**Stated problem**:
Reproduce every record exactly as it appears, but not the pictures.

**Dataset entries**:
* Begin *

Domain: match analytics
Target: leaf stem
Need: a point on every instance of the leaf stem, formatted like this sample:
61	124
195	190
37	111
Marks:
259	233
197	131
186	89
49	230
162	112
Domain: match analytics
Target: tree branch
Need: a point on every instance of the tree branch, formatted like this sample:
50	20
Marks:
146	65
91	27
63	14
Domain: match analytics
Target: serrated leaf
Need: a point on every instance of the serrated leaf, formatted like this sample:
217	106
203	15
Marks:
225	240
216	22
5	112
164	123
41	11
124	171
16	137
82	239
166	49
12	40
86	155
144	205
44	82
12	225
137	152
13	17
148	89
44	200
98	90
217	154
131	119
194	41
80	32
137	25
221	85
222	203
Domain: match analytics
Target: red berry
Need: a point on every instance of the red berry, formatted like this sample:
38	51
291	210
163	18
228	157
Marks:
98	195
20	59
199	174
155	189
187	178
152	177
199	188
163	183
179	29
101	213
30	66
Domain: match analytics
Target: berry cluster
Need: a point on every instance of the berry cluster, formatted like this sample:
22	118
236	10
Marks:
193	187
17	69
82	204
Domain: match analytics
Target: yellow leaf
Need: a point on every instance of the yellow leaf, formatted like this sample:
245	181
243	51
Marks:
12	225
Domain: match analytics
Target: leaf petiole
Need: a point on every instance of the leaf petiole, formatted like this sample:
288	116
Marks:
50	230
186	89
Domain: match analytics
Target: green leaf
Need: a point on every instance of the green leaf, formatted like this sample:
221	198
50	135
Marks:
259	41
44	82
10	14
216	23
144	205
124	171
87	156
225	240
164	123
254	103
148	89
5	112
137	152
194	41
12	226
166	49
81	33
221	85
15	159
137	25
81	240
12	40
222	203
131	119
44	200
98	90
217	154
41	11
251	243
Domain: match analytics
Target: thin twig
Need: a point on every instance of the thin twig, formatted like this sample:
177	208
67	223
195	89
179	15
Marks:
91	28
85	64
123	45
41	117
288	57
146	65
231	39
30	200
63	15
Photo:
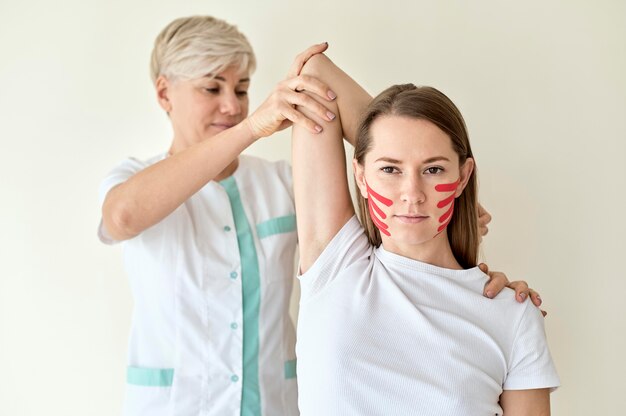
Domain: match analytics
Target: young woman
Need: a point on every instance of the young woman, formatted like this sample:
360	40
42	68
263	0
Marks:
209	235
392	319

* End *

**Problem solution**:
Domain: match analytics
Target: leaf stem
Need: a point on every instance of the leaf stem, formatted like this sample:
61	124
195	190
37	111
Marks:
259	233
197	131
186	89
49	230
162	112
Domain: match analytics
Target: tree branch
Need: a point on every instance of the tree branch, formatted like this sample:
50	20
Marks:
146	65
91	27
63	14
Domain: match analytics
Target: serrated leaf
Need: a point on every instance of the serrated leaf, formatted like this sample:
217	106
203	15
Marks:
225	240
216	22
5	112
164	123
41	11
124	171
16	137
82	239
166	49
12	40
86	155
144	205
44	82
12	225
137	152
13	17
148	89
44	200
98	90
217	154
131	119
194	41
80	32
137	25
221	85
222	203
Domain: match analytics
Target: red berry
Need: a point on every instance of the red berry, formatted like this sample:
38	51
291	210
163	18
228	157
Marks:
98	195
20	59
199	174
155	189
187	178
152	177
199	188
163	183
179	29
101	213
30	66
Domain: match analytics
Target: berry cluster
Need: a point on every instance of the berry cluster, formatted like this sample:
22	118
236	10
Marks:
193	187
17	69
82	204
Domain: match analytics
Target: yellow leaf
Need: a point on every instance of the yellow leaf, formatted like this sample:
245	181
243	51
Marks:
12	225
Domain: match analytics
Target: leaf petiole
Need: a point on every instance of the leaf petiole, formatted like this sample:
288	116
Marks:
50	230
186	89
Domain: match analytics
Target: green leaf
Need: a point on every instance of the green leaf, formatted like this sample:
221	198
50	135
Marks:
259	41
44	82
10	14
216	23
144	205
124	171
87	156
225	240
164	123
254	103
148	89
5	112
137	152
194	41
12	226
166	49
81	33
221	85
15	159
137	25
81	240
12	40
222	203
131	119
44	200
98	90
217	154
41	11
251	243
Domain: match analytics
Target: thin twig
Need: a point on every instance of the thin twig, formatted like this sample:
177	208
67	223
195	89
179	15
Marks:
91	28
85	64
123	45
41	117
288	57
146	65
231	39
30	200
63	15
Photo:
Domain: match analytics
Target: young woman
Need: a point on every instance of the young woman, formatted like this sample:
360	40
42	68
263	0
Marks:
209	235
392	319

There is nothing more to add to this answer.